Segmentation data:
● ● ● ●

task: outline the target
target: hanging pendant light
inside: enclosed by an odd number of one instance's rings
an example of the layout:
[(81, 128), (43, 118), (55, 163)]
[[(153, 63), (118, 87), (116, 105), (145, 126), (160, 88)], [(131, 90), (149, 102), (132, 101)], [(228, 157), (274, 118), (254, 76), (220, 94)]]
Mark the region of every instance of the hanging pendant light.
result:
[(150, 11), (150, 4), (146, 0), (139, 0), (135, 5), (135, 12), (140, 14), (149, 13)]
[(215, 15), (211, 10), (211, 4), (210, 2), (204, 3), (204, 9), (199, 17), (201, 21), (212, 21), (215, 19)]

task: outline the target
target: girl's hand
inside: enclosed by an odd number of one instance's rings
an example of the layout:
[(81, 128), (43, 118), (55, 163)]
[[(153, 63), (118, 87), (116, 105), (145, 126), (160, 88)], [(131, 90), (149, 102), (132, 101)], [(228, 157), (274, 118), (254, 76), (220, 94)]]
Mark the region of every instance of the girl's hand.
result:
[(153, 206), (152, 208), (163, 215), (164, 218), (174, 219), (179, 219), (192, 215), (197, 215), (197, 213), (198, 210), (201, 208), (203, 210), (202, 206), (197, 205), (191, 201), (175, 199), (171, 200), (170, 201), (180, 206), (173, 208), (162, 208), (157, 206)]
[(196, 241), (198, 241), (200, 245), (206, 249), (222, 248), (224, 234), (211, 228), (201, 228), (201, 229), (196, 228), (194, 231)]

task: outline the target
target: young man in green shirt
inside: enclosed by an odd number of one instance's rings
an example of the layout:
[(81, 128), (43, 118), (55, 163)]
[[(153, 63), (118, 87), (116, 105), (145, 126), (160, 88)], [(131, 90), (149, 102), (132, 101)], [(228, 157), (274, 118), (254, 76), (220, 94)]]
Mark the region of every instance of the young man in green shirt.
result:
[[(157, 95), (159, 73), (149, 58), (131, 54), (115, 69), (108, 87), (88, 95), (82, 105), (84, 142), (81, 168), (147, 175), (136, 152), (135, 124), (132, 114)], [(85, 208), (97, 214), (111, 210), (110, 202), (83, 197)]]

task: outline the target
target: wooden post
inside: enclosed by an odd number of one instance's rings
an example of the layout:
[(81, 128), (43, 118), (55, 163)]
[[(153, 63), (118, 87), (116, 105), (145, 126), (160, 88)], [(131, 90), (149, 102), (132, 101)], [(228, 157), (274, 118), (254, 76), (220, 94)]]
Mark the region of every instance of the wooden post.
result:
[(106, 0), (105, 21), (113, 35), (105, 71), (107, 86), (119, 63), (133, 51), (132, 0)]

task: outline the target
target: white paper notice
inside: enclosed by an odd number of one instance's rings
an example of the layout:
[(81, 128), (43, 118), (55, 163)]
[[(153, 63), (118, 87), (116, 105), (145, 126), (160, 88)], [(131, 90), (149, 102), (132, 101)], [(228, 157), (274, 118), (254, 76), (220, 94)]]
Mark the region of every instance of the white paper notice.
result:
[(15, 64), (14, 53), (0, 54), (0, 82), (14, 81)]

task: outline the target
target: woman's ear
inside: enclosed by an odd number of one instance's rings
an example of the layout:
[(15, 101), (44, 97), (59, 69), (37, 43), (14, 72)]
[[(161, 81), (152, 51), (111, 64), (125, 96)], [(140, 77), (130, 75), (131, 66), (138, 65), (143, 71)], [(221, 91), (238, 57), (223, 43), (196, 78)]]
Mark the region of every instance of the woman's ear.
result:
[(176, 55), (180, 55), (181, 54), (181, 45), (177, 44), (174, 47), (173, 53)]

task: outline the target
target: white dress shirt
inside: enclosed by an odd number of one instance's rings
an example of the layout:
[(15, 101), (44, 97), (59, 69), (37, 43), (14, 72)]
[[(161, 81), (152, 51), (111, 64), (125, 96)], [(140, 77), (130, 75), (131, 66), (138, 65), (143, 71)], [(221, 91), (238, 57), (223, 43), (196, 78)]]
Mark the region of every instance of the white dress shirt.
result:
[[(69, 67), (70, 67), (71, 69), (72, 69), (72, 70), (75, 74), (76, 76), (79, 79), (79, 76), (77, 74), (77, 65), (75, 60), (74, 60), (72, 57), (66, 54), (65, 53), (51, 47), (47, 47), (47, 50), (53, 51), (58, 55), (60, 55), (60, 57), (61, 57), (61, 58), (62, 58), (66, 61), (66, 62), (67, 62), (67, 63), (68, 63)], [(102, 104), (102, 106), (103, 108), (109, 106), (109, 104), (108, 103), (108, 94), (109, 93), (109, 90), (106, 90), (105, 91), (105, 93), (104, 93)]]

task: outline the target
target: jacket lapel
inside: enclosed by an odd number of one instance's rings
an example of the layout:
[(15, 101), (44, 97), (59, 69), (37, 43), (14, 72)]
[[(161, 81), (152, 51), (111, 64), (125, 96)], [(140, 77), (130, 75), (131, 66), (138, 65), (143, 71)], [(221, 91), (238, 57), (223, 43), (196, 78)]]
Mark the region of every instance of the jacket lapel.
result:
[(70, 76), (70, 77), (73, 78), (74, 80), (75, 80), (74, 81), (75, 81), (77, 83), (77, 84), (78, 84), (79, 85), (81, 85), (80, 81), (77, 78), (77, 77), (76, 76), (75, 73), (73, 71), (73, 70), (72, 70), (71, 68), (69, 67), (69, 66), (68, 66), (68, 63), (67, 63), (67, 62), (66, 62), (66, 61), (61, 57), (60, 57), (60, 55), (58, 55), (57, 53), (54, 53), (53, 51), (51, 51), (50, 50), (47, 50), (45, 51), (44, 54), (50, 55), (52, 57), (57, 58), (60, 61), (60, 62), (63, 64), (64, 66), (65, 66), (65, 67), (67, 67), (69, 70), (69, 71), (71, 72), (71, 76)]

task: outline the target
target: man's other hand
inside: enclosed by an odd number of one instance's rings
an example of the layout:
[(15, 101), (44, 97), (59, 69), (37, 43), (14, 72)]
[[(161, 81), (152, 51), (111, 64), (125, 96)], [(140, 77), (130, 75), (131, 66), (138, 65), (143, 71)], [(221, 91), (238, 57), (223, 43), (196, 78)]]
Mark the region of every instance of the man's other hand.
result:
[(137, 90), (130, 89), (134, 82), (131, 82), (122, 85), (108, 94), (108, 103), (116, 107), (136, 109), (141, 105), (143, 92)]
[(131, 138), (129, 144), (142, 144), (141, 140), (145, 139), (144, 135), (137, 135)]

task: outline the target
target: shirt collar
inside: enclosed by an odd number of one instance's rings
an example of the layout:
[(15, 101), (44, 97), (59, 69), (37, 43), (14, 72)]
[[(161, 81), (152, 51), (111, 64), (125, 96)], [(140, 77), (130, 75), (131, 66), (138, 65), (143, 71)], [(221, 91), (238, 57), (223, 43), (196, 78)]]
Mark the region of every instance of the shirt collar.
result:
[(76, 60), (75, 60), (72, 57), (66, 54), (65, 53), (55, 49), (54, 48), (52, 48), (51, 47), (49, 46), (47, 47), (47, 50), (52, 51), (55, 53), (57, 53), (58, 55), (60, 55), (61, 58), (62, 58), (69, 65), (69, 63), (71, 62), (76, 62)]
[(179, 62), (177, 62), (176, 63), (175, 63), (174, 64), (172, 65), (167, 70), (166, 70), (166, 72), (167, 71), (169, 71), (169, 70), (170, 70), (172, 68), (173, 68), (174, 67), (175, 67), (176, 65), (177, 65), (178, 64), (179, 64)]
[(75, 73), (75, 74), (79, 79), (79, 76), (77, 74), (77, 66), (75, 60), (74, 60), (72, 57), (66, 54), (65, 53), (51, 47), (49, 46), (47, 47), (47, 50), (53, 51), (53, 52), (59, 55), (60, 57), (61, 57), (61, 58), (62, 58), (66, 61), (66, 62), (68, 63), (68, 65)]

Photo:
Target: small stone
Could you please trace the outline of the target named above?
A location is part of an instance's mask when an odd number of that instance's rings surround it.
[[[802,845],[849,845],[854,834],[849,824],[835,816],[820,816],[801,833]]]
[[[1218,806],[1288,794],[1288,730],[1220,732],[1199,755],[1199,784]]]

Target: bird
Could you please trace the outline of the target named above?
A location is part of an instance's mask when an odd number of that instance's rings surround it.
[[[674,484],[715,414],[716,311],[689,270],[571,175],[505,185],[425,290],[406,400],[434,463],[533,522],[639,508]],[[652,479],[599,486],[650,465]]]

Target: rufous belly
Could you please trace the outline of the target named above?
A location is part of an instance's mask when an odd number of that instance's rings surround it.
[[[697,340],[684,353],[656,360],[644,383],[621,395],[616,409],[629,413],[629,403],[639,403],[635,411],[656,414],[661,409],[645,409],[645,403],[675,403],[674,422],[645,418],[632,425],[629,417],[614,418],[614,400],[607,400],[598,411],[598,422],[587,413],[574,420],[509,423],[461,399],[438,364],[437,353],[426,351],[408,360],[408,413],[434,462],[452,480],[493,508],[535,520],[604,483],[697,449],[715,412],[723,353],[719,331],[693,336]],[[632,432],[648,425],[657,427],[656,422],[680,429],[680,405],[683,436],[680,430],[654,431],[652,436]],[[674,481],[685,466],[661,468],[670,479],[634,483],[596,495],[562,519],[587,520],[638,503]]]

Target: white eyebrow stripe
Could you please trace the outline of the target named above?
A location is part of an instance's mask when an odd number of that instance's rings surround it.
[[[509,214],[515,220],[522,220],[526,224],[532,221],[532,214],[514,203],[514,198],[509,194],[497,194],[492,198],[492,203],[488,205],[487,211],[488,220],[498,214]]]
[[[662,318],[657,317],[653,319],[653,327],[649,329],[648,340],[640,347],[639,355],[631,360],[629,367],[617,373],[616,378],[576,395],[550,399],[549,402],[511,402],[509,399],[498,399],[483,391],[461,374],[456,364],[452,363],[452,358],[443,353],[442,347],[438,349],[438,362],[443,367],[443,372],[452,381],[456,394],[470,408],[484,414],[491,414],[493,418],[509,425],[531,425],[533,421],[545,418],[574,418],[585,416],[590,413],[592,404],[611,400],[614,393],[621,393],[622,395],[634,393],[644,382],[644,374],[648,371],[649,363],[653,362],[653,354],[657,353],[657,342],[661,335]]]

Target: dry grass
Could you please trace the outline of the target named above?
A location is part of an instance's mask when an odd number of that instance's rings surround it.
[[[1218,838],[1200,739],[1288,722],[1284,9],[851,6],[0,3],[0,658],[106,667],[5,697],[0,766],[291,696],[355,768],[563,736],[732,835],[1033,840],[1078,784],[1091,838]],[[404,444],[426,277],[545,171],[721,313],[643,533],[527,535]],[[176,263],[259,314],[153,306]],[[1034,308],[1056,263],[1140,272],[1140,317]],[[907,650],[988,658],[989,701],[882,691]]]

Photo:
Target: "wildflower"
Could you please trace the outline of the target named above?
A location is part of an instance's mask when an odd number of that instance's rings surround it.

● ● ● ●

Problem to work on
Please copy the material above, from its start through the line containing "202), (83, 197)]]", keeping every line and raising by 117 each coordinate in the outlines listed under "result:".

The solution
task: outline the target
target: hanging pendant light
inside: enclosed by an odd number of one instance's rings
an example of the layout:
[(81, 128), (43, 118), (55, 163)]
[[(153, 63), (118, 87), (116, 105), (145, 126), (160, 88)], [(131, 90), (149, 102), (132, 101)], [(228, 157), (274, 118), (254, 76), (220, 94)]]
Mark the region of every instance of the hanging pendant light.
result:
[(267, 128), (267, 121), (263, 117), (256, 117), (252, 122), (252, 129), (257, 131), (266, 130)]
[(332, 132), (328, 127), (328, 121), (327, 119), (321, 120), (321, 126), (316, 134), (318, 138), (329, 138), (332, 136)]

task: outline the target
target: girl's hand
inside: enclosed by an odd number of one instance's rings
an example of the layout:
[(81, 128), (43, 118), (55, 163)]
[[(153, 63), (118, 87), (116, 105), (145, 126), (160, 88)], [(131, 90), (149, 102), (132, 101)], [(228, 157), (274, 118), (254, 76), (220, 94)]]
Mark the region of every instance of the girl's hand.
result:
[(270, 323), (269, 325), (280, 332), (281, 335), (291, 336), (296, 336), (309, 332), (314, 332), (314, 330), (315, 327), (318, 325), (320, 327), (319, 323), (314, 322), (308, 318), (292, 316), (288, 317), (287, 318), (297, 323), (290, 325), (279, 325), (274, 323)]
[(313, 358), (315, 358), (317, 362), (323, 366), (339, 365), (341, 351), (328, 345), (318, 345), (318, 346), (313, 345), (311, 348)]

task: outline the target
target: young man in green shirt
inside: enclosed by an odd number of one instance's rings
an example of the layout:
[(81, 128), (43, 118), (55, 163)]
[[(153, 63), (118, 87), (116, 105), (145, 126), (160, 88)], [(131, 90), (149, 102), (132, 101)], [(228, 157), (274, 118), (254, 76), (220, 94)]]
Mark the region of every instance of the young man in green shirt.
result:
[[(274, 212), (276, 190), (266, 175), (248, 171), (232, 186), (225, 204), (205, 212), (199, 222), (201, 259), (198, 285), (264, 292), (253, 269), (252, 241), (249, 231)], [(202, 325), (214, 331), (228, 327), (227, 319), (200, 314)]]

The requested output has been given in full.